1. work out the agricultural techniques that would save the maximum organic matter in the soil, chiefly by preventing erosion, protecting the soil against excessive aeration, light and heat from the sun: it would be advisable in this respect to adopt a system of unbroken crop rotations and mixed crops, patterned on the native method, together with perennials;

2. work out the simplest, most efficient and cheapest methods to supply the soil with organic matter, other than by the forest fallow;

3. devise farming methods compatible with a low level of humus in the soil without endangering the conservation of the agricultural value of the latter.

It seems that the prerequisite for substantial progress along these lines is the introduction and widespread use of cattle in the rural economy.

With the introduction of cattle, the cultivator would at once attain a higher level of agriculture. He would increase the profit-earning capacity of his land by converting, through the cattle, the poor primary products of his crops into valuable secondary products (meat, skins, dairy products). The cattle would also ensure the economic utilization of the fallows, thus raising the return on the land. In this manner, the terrible weakness of the present rural economy could be remedied, and so pave the way for more intensive farming. These prospects, however, lie very far in the future.

The improvement of the shifting cultivation system and the replacing of primitive forms by intensive forms has for the moment to be examined in the light of economic laws. The desired transformation of agriculture is above all a problem of investment. The shifting cultivator starts with nothing, and changing his methods would mean an enormous investment, per unit area, for land improvements such as clearing the ground of stumps, razing of termite hills, irrigation, drainage, laying of roadways, etc.; for buildings such as sheds for produce and silos; for implements, machines and tools, and vehicles for haulage; for cattle and draft or pack animals.

An investment in agriculture can be envisaged only if it will bring about an increased return on the land at least equal to the interest on the capital invested. This is the more true as the cultivator, having no capital, could only invest in agricultural improvements - either individually or co-operatively - through a credit system.

The position is the same in regard to annual production costs. An improvement in agriculture entailing the additional provision of manpower; repayment of buildings and implements; supply of machinery; outlay on chemical fertilizers, insecticides, fungicides, etc., would bring total production cost to an extremely high figure in comparison with the present one. It would only be advisable if the crop return showed a margin of profit higher than that at present. Here, again, it seems that native agriculture cannot bear even a slight increase in production costs

Yet it should be noted that the weakness of shifting cultivation is, to a certain extent, a guarantee of economic stability. In fact, a system in which production costs are limited to family labor and which provides the family's food, also protects the villager from economic troubles caused by serious fluctuations on the produce and labor market. A more elaborate system of agriculture would be much more vulnerable.

However that may be, intensifying agriculture, which means investing capital and increasing production costs, will only be possible if the agricultural economy has an adequate capacity for absorption of investment. If not, economic measures likely to increase such capacity will have to precede the technical measures and create conditions favorable to their application.

It is always wise to avoid upsetting an agricultural system by the precipitate introduction of concepts too strange to the traditional mode of thinking. This is particularly so in the case of the native land tenure system, especially suited to shifting cultivation. It is difficult to integrate an intensive system of agriculture into this framework straight away. In other words, account has to be taken of the human factor, which can only be modified slowly and gradually.

It is not possible therefore, for the present, to abandon the Bantu shifting cultivation system and to replace it by more intensive farming methods.

Translated, from an original French text.

> _Exercise description_
Copy everything in the shifting cultivation passage from "3. devise farming" down to "in the future.", substituting "livestock" for "cattle".

> _Dataset items_
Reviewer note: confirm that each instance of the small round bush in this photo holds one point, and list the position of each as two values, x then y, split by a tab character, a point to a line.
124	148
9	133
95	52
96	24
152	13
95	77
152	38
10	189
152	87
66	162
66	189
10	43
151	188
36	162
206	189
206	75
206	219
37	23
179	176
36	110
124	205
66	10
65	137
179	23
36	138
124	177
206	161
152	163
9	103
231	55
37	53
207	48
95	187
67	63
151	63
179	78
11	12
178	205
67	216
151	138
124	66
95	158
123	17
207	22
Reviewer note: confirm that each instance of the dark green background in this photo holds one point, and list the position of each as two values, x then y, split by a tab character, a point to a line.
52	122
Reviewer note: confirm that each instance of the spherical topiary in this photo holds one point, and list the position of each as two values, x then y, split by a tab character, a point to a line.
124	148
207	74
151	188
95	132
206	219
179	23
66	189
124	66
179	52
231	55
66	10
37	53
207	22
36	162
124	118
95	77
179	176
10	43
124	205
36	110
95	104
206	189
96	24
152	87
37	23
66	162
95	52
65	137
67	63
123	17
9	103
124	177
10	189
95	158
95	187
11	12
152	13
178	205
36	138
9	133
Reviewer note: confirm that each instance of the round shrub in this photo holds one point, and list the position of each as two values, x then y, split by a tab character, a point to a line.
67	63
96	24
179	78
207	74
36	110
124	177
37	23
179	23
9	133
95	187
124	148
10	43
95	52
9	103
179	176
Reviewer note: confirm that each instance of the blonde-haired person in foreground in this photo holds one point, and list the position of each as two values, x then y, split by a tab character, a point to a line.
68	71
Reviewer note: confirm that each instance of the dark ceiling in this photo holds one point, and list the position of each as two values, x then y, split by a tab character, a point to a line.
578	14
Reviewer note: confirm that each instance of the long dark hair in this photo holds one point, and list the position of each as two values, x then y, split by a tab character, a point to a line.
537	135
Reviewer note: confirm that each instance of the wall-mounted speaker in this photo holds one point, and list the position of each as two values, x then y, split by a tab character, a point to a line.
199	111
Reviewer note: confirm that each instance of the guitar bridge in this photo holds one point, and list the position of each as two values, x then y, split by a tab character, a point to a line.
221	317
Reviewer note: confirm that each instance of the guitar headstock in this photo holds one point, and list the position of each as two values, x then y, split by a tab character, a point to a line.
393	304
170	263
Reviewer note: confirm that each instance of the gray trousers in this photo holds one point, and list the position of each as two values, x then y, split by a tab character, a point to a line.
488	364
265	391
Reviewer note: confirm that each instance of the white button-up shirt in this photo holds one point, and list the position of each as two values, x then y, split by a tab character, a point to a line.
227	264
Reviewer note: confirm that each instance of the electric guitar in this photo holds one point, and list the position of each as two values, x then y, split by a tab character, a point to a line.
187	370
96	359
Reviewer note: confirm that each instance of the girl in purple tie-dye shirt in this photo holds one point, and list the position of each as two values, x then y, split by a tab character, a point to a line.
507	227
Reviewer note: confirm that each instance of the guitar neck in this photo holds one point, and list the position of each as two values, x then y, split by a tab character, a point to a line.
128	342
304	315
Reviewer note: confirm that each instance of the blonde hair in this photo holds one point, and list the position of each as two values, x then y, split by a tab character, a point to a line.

> _Written response_
3. devise farming methods compatible with a low level of humus in the soil without endangering the conservation of the agricultural value of the latter.

It seems that the prerequisite for substantial progress along these lines is the introduction and widespread use of livestock in the rural economy.

With the introduction of livestock, the cultivator would at once attain a higher level of agriculture. He would increase the profit-earning capacity of his land by converting, through the livestock, the poor primary products of his crops into valuable secondary products (meat, skins, dairy products). The livestock would also ensure the economic utilization of the fallows, thus raising the return on the land. In this manner, the terrible weakness of the present rural economy could be remedied, and so pave the way for more intensive farming. These prospects, however, lie very far in the future.